**WHAT THIS TASK INVOLVES**
Omit every picture while repeating the entries exactly.

[Stored items from a collection]
· · · ·

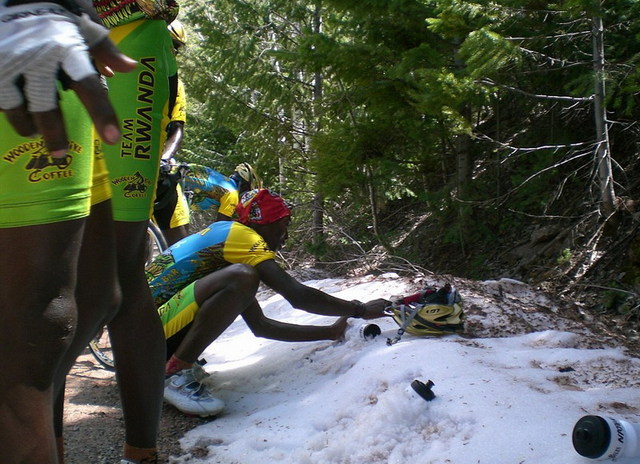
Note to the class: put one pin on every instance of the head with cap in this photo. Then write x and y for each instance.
(267, 213)
(246, 178)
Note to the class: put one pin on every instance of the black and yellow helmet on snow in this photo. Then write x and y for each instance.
(431, 312)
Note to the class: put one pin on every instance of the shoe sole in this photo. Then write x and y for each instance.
(213, 411)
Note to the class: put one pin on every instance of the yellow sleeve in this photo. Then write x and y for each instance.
(179, 112)
(245, 245)
(228, 203)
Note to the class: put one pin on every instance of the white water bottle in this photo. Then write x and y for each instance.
(606, 438)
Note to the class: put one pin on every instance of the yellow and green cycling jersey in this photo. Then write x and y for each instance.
(213, 248)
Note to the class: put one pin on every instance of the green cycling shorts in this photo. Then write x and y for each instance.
(176, 315)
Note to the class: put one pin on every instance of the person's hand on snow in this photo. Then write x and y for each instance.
(373, 309)
(339, 328)
(43, 43)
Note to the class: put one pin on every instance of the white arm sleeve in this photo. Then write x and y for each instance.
(36, 41)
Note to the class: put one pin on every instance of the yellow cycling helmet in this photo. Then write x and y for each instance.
(246, 173)
(178, 34)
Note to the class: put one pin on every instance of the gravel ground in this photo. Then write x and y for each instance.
(94, 428)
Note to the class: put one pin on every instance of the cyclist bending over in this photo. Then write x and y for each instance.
(211, 191)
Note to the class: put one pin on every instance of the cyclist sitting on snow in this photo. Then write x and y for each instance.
(202, 283)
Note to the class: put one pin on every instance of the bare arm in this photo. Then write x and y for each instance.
(39, 113)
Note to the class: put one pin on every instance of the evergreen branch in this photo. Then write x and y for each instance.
(539, 96)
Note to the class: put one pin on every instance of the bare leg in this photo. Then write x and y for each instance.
(97, 295)
(137, 340)
(175, 235)
(38, 318)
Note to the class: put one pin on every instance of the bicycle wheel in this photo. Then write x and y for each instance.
(100, 346)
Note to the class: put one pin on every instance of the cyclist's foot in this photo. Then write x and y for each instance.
(186, 393)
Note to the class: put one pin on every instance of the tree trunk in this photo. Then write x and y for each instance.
(603, 154)
(318, 199)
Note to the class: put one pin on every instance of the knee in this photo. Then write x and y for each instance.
(244, 278)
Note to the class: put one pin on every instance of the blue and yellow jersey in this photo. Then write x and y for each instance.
(211, 190)
(219, 245)
(178, 111)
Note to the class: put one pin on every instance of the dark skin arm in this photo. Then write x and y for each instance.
(175, 134)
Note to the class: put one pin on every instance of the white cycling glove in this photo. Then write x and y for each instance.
(37, 40)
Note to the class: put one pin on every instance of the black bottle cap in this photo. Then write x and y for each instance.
(591, 436)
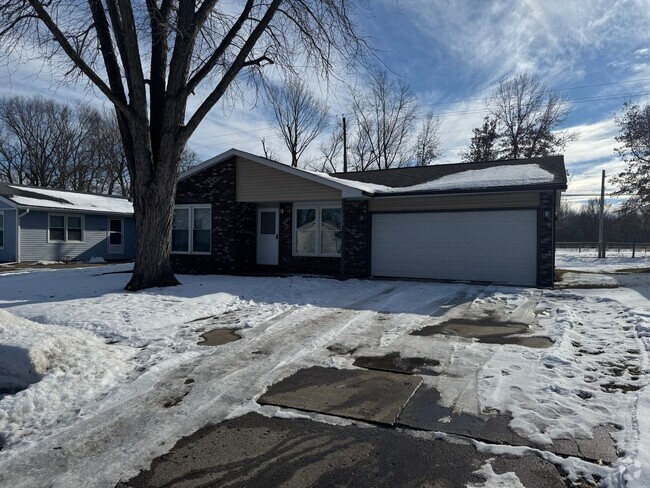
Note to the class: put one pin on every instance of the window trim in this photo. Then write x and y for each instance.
(190, 229)
(65, 228)
(318, 207)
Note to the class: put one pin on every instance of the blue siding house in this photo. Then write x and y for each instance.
(38, 224)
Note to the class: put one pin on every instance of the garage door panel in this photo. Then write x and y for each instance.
(497, 246)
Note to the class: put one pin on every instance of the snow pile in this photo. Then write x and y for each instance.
(59, 370)
(588, 261)
(71, 201)
(581, 382)
(493, 480)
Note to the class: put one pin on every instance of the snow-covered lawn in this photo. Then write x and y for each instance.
(114, 379)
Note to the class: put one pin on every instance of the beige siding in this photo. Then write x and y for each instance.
(456, 202)
(259, 183)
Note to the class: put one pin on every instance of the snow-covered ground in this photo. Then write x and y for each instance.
(114, 379)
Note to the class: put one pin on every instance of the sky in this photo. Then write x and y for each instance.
(452, 53)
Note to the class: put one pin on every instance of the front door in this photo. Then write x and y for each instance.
(116, 236)
(267, 236)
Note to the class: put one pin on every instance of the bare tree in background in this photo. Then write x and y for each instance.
(297, 115)
(483, 145)
(427, 143)
(528, 115)
(150, 59)
(634, 137)
(384, 115)
(331, 151)
(524, 121)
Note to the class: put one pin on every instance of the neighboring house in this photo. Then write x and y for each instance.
(39, 224)
(485, 222)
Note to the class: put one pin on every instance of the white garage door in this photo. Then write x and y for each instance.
(495, 246)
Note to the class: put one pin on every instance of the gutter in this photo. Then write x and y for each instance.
(502, 189)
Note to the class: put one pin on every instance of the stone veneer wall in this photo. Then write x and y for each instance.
(356, 240)
(546, 239)
(233, 223)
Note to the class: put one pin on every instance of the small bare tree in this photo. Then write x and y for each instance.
(483, 145)
(529, 116)
(634, 137)
(297, 115)
(427, 143)
(151, 58)
(384, 115)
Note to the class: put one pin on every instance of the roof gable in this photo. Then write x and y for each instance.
(348, 188)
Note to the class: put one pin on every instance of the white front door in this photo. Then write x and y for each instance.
(115, 236)
(268, 221)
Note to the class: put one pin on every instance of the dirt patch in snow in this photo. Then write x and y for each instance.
(218, 337)
(486, 331)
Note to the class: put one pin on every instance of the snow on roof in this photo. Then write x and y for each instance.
(496, 176)
(64, 200)
(492, 177)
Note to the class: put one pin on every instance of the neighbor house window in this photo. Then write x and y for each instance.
(66, 228)
(317, 230)
(192, 229)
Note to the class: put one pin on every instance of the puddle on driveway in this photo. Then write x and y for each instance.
(218, 337)
(487, 331)
(394, 363)
(423, 411)
(371, 396)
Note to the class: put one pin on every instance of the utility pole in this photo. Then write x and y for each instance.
(601, 236)
(345, 147)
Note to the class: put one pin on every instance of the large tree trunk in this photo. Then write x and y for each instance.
(154, 192)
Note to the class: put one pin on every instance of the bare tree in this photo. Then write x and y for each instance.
(331, 151)
(150, 59)
(297, 115)
(528, 116)
(427, 143)
(384, 116)
(634, 137)
(483, 145)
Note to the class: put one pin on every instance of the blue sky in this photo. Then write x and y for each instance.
(452, 53)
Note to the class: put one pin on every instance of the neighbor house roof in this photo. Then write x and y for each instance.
(46, 199)
(533, 173)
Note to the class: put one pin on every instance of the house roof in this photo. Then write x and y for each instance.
(507, 175)
(533, 173)
(46, 199)
(348, 188)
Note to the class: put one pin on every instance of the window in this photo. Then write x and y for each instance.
(192, 229)
(317, 230)
(66, 228)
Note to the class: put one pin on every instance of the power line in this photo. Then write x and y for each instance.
(468, 111)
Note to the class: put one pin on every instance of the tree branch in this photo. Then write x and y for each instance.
(209, 65)
(76, 58)
(232, 72)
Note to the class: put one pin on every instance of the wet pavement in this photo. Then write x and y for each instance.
(424, 412)
(486, 331)
(394, 363)
(218, 337)
(371, 396)
(256, 451)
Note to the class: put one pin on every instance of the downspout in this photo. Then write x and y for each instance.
(18, 217)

· · · ·

**WORKED SOLUTION**
Note to the class: put one pin on every instance of the head with cap in this photo. Then write x and y for each instance.
(267, 213)
(246, 178)
Note to the class: put one pin on every instance of the black and yellow helmet on snow in this photo. Then write x and y for each instance.
(431, 312)
Note to the class: put one pin on every instance of the shoe sole in this photo. Then write x and y for each instance.
(213, 411)
Note to the class: put one pin on every instance of the yellow sleeve in this photo. Then write x and y for each instance.
(179, 112)
(245, 245)
(228, 203)
Note to the class: put one pin on every instance of the white water bottle in this photo. Then write x and y for each instance.
(606, 438)
Note to the class: put one pin on every instance of the yellow and green cycling jersey in this photo. Then write x and y for each instance.
(213, 248)
Note to the class: put one pin on every instance of the green cycling shorts in this photo. Then write x and y for each instance.
(176, 315)
Note to the class: put one pin on every instance of the person's hand on snow in this photo. Then write x and y for each instance.
(373, 309)
(339, 328)
(43, 43)
Note to the class: put one pin on every instance of the white arm sleeve in this photo. Then write x and y for each instance.
(36, 41)
Note to the class: put one pin on every instance of the yellow cycling helmet in this photo. Then write x and y for each instance.
(246, 173)
(178, 34)
Note to the class: put one pin on every instance of the gravel ground in this photo. Then write x and y for each instance.
(94, 428)
Note to the class: put one pin on every instance of the cyclist bending over in this photo. Then write x and y for each instance.
(211, 191)
Note to the class: put one pin on every instance of the cyclist sitting on snow in this photo. Then write x and y for each instance.
(202, 283)
Note to the class: put one pin on every instance of the bare arm in this photo. Then write x and y for each instance.
(39, 113)
Note to the class: put one pin on every instance of the evergreen branch in this photo. Then write x and y for each instance.
(539, 96)
Note to the class: put one pin on every instance of the bare leg in this photo. Then write x and y for each instance.
(97, 295)
(137, 340)
(175, 235)
(38, 318)
Note to the class: put one pin on every instance of the bicycle wheel in this photo. Then write x and y for each instance.
(100, 346)
Note to the class: put one pin on every instance of the cyclist's foot in this photo. Then write x and y for each instance.
(186, 393)
Note to the class: put one pin on every instance of the tree trunk in this photo. Then write x and y for each instance.
(603, 154)
(318, 199)
Note to the class: put one pin on every instance of the knee in this photo. Then write x and y for each instance.
(244, 278)
Note to the class: put one pin on every instance of the blue and yellow jersey in this photo. Then write x and y for each instance.
(211, 190)
(219, 245)
(178, 111)
Note to the class: put one pin on every instance of the dark skin arm in this photo. Then write x and y for each instance.
(175, 134)
Note to the class: put one pin on every instance of the white cycling glove in this photo. Then write x and y for each instance.
(37, 40)
Note to the class: put one pin on every instance of the black bottle cap in this photo. Then write x and y for each instance.
(591, 436)
Note to the class: put one pin on every instance of the window trim in this photo. Then write x and y for each instance.
(190, 229)
(65, 228)
(318, 207)
Note to the class: put one pin on every instance of the blue siding house in this photo. Then write x and y for each instance.
(38, 224)
Note to the class: put one pin on every instance of the garage door panel in this photo. Then write x and y for each instance.
(497, 246)
Note to the class: put one pin on every instance of the snow pile in this photo. Then write x and y for each instance.
(59, 370)
(588, 261)
(71, 201)
(581, 382)
(493, 480)
Note to the class: put one pin on every instance of the snow-covered lawn in this photo. Then write x and y for each instance.
(114, 379)
Note to the class: put one pin on every instance of the beige siding in this photo. Then write x and y for each instance.
(456, 202)
(259, 183)
Note to the class: put one pin on every instance of the snow-covered ground in this photo. Then write x and y for each instance.
(114, 379)
Note to the class: put one pin on every instance of the sky in this photo. Then write x and y for each instance.
(452, 53)
Note to the class: put one pin on every instance of the front door in this photo. Then write x and y for each instance.
(116, 236)
(267, 236)
Note to the class: put one pin on every instance of the bare tree in background in this photo. Then write x and y for each instance.
(297, 115)
(483, 145)
(427, 143)
(528, 115)
(150, 59)
(634, 137)
(384, 115)
(331, 151)
(524, 121)
Note to the class: put one pin on every instance of the neighboring house in this photo. Then write x and y for each instance.
(39, 224)
(485, 222)
Note to the class: put one pin on every instance of the white garage door in this photo. Then write x and y for each instance.
(495, 246)
Note to the class: put one pin on every instance of the gutter in this photo. Then write x and y for each instance.
(502, 189)
Note to the class: put one pin on every instance of the stone veneer wall in this photo. Then write x and y for each instance.
(356, 240)
(546, 239)
(233, 223)
Note to the class: put one pin on every instance of the small bare tree in this photo. Then write x and y for each instance.
(483, 145)
(529, 116)
(634, 137)
(297, 115)
(427, 143)
(151, 58)
(384, 115)
Note to the class: put one pin on every instance of the roof gable in this photo. Then write x and y for each instance.
(348, 188)
Note to the class: put one pin on every instance of the white front door in this photo. Then write x and y for each instance.
(115, 236)
(268, 221)
Note to the class: put one pin on every instance of the dirt patch in snow in this photo. Then write x and y for each instance.
(218, 337)
(486, 331)
Note to the class: put one pin on every instance of the snow on roof in this photo. Then write x and y for each instance.
(496, 176)
(64, 200)
(492, 177)
Note to the class: put one pin on every instance of the neighbor house window in this photo. Then write x and y for each instance.
(66, 228)
(317, 230)
(192, 229)
Note to the class: put one pin on every instance of the puddle on driveway in this photo. Then write x and y for each instance.
(218, 337)
(487, 331)
(394, 363)
(423, 411)
(371, 396)
Note to the class: put one pin on every instance of the utility pole in this photo. Then write x and y for each instance.
(601, 236)
(345, 147)
Note to the class: put one pin on every instance of the large tree trunk in this photo. Then write x and y for each instance.
(154, 192)
Note to the class: put one pin on every instance of the bare tree in this photo. Then write x and y for each instance.
(331, 151)
(150, 59)
(297, 115)
(528, 116)
(427, 143)
(384, 116)
(634, 137)
(483, 145)
Note to the class: put one pin on every instance of the blue sky in this photo. Then write x and y for each instance.
(452, 53)
Note to the class: put one pin on every instance of the neighbor house roof in this photo. Then write x and y for each instance.
(46, 199)
(533, 173)
Note to the class: put one pin on every instance of the house roof in this photo. Then write x and y for each instance.
(507, 175)
(533, 173)
(46, 199)
(348, 188)
Note to the class: put one pin on every instance of the window in this photo. Then write x and y for each instance.
(192, 229)
(317, 230)
(66, 228)
Note to the class: put one pin on every instance of the power line in this photo. Then write x and y for each instance.
(468, 111)
Note to the class: put one pin on every instance of the tree branch in this photo. Then write x and y for each instance.
(209, 65)
(76, 58)
(232, 72)
Note to the class: put one pin on every instance of the wet pavement in this photo. Then write x and y for each instance.
(424, 412)
(486, 331)
(394, 363)
(218, 337)
(371, 396)
(256, 451)
Note to the class: put one pin on every instance of the downspout in this photo. Then write x and y for each instance.
(18, 217)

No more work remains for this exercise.